### Objective
Nothing but the line with "Pin a point on every instance of the white sock" and the lines after it, through the end of the records below, is to be repeated, exactly as it is.
[START Records for this task]
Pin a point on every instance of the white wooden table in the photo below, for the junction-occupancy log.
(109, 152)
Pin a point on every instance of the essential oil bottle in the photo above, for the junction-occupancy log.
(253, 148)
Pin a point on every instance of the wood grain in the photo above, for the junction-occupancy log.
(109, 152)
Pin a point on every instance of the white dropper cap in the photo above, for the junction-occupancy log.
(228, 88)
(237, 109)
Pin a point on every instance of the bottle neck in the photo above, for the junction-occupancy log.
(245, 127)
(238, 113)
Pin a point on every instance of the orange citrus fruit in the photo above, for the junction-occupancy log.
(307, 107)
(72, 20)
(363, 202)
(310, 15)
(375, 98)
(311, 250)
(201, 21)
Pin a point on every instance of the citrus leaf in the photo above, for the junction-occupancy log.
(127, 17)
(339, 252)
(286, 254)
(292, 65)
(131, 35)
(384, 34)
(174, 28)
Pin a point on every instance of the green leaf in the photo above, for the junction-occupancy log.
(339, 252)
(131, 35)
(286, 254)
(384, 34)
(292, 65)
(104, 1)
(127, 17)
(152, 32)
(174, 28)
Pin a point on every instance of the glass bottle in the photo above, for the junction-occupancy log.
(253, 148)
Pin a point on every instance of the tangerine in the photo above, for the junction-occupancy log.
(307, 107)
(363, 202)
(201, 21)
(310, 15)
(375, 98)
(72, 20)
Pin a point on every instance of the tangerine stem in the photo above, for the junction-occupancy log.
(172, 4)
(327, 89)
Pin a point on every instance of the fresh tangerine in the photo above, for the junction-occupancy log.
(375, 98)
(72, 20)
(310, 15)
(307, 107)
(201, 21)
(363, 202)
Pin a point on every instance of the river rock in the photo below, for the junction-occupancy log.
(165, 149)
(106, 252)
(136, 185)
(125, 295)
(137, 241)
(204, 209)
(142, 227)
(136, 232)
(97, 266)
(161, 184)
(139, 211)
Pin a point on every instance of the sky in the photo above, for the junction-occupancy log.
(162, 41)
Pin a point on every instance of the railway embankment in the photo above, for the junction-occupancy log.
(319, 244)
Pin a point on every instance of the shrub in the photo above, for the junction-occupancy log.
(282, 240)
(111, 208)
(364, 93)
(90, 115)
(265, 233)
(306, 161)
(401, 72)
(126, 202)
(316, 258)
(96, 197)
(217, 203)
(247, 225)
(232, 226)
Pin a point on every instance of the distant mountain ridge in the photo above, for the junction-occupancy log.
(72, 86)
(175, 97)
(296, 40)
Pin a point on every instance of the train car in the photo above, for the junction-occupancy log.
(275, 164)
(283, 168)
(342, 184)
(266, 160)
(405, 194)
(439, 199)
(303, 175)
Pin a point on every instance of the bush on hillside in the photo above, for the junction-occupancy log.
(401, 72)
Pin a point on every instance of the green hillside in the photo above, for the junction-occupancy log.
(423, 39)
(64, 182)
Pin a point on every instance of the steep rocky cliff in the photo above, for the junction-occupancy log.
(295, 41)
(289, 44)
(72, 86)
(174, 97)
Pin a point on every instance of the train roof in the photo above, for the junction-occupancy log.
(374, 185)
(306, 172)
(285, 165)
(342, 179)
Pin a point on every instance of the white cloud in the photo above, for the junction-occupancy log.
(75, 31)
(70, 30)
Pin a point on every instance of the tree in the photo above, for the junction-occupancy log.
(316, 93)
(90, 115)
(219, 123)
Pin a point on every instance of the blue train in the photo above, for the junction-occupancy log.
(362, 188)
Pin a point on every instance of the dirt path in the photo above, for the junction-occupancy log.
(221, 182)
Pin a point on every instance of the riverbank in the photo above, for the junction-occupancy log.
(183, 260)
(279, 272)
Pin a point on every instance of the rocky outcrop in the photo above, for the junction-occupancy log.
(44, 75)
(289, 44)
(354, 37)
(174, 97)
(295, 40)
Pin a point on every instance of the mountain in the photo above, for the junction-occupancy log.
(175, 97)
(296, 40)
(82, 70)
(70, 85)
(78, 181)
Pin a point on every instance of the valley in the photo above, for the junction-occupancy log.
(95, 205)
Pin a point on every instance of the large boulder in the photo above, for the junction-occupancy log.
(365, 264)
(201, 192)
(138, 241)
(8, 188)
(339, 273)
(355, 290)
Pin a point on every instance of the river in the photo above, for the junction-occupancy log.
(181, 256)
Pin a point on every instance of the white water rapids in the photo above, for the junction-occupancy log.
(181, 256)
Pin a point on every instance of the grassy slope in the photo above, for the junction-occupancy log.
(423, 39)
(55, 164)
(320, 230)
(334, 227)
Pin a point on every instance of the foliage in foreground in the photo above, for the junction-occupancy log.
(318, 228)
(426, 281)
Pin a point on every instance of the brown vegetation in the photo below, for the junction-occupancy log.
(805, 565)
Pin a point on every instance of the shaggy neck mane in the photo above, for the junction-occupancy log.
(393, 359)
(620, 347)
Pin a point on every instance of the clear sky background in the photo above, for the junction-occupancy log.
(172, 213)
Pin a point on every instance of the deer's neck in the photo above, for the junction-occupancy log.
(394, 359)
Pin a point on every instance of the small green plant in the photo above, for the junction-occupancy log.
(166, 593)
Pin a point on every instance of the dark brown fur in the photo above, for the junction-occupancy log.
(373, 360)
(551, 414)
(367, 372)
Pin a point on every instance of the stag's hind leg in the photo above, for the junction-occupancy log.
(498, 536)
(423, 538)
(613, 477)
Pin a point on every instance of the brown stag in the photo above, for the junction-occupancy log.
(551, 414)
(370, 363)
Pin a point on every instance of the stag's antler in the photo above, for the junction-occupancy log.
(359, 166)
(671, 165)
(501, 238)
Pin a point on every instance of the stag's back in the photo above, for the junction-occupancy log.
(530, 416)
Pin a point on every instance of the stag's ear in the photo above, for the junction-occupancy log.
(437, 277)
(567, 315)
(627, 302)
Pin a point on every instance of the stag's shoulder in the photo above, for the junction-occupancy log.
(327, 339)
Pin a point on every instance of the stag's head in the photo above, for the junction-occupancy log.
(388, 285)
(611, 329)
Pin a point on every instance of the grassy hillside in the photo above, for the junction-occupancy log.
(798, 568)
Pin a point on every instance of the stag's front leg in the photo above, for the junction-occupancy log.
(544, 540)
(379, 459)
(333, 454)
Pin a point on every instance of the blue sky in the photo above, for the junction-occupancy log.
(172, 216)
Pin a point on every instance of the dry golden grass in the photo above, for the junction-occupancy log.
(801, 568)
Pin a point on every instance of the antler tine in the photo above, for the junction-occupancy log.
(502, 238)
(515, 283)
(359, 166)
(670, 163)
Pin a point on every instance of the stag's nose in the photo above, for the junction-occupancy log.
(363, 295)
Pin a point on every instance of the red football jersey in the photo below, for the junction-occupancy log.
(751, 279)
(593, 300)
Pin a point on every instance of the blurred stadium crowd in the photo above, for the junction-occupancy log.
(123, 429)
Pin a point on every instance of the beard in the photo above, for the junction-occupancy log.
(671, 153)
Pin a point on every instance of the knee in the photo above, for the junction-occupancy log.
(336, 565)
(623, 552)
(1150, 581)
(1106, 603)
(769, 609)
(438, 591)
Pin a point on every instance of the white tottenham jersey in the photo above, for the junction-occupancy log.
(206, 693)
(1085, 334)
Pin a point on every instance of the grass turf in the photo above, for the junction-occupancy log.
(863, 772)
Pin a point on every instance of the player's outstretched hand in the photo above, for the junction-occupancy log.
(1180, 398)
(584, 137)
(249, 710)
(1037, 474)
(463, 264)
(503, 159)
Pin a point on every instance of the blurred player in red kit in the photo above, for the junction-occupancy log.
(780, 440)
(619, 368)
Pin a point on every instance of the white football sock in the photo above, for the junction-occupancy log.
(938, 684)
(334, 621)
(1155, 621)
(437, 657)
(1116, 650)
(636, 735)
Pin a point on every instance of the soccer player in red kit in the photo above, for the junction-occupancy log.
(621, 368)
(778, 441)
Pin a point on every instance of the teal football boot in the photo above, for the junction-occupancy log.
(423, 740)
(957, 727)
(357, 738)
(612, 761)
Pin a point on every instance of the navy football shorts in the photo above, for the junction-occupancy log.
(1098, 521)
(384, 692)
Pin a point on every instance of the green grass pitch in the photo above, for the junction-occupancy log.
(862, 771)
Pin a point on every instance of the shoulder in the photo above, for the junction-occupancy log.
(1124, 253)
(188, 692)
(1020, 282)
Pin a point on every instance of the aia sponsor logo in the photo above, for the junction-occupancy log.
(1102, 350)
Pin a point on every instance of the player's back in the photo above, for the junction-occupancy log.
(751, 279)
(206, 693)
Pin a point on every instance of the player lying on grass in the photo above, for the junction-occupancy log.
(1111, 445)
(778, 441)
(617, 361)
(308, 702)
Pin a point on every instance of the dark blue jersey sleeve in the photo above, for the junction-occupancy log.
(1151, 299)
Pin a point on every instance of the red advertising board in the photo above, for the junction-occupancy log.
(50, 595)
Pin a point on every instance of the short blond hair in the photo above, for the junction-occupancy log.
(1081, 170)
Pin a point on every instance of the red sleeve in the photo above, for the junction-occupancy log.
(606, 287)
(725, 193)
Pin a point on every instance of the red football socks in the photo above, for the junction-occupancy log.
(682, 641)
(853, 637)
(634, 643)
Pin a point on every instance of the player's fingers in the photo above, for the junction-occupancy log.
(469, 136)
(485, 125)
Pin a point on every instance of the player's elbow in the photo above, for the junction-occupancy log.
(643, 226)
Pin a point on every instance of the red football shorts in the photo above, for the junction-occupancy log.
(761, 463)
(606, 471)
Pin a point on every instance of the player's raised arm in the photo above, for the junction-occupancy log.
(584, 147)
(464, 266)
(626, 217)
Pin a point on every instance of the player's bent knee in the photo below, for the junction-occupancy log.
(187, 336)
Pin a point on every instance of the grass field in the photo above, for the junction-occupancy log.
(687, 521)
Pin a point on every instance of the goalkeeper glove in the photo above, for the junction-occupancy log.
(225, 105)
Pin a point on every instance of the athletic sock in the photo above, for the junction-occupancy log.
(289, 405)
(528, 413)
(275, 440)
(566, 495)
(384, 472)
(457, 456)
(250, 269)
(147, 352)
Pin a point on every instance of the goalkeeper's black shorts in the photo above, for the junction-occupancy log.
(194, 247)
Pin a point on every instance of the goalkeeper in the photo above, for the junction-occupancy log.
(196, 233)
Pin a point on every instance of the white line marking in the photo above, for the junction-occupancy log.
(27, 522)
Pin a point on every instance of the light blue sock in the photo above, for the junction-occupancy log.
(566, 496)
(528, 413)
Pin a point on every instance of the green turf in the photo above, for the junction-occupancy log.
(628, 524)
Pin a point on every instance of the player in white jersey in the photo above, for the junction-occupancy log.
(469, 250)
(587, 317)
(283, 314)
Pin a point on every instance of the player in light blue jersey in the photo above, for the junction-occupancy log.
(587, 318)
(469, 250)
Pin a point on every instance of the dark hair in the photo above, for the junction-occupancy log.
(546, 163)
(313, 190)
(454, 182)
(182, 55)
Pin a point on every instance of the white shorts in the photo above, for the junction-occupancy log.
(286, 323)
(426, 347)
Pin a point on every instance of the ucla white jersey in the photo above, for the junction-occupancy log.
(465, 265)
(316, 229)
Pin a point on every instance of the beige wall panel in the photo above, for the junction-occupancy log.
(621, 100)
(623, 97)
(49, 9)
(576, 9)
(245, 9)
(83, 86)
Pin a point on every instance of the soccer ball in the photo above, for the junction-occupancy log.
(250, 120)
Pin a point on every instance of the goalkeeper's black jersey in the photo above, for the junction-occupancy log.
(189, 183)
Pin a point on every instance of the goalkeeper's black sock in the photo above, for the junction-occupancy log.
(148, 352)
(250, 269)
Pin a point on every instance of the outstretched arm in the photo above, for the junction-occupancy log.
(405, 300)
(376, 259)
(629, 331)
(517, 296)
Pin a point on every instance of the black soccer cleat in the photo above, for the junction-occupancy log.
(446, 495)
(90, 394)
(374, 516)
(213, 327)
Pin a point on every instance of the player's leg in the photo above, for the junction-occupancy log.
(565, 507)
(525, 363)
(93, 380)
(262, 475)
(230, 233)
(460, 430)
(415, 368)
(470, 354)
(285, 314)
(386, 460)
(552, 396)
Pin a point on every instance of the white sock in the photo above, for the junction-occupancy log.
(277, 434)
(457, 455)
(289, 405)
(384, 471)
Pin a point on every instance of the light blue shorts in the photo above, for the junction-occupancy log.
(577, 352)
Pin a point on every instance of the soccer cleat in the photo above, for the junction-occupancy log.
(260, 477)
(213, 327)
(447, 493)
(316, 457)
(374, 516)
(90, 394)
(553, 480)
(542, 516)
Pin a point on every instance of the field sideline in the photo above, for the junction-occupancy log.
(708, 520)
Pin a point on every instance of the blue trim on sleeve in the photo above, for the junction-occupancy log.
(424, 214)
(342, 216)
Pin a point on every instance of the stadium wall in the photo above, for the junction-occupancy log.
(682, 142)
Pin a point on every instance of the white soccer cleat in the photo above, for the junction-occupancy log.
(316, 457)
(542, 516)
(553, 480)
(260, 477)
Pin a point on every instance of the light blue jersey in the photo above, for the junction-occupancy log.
[END Records for this task]
### The solution
Pin a point on every instance of the white sock in the photo above, for the junction-occupancy log.
(277, 434)
(457, 455)
(289, 405)
(384, 471)
Pin a point on every instance of the light blue shorts in the photo above, for the junction-occupancy log.
(577, 352)
Pin a point on every instance of the soccer cleat in the photo above, for the junction-occupancy log.
(260, 477)
(213, 327)
(447, 493)
(316, 457)
(374, 516)
(90, 394)
(553, 480)
(542, 516)
Pin a point on every instance of the field sideline in the photo above, for the junction-occupancy log.
(708, 520)
Pin a point on every instance of the blue trim on sleeve in the photo above, for the junction-occupancy log.
(424, 214)
(342, 216)
Pin a point on every instance of the stadium wall in the photo above, for the junction-occupancy log.
(682, 142)
Pin a point on every instance of the white soccer cleat in the photo above, for the junction-occupancy log.
(316, 457)
(542, 516)
(553, 480)
(260, 477)
Pin a point on every instance of the light blue jersey in the photo above, for the junction-occupancy log.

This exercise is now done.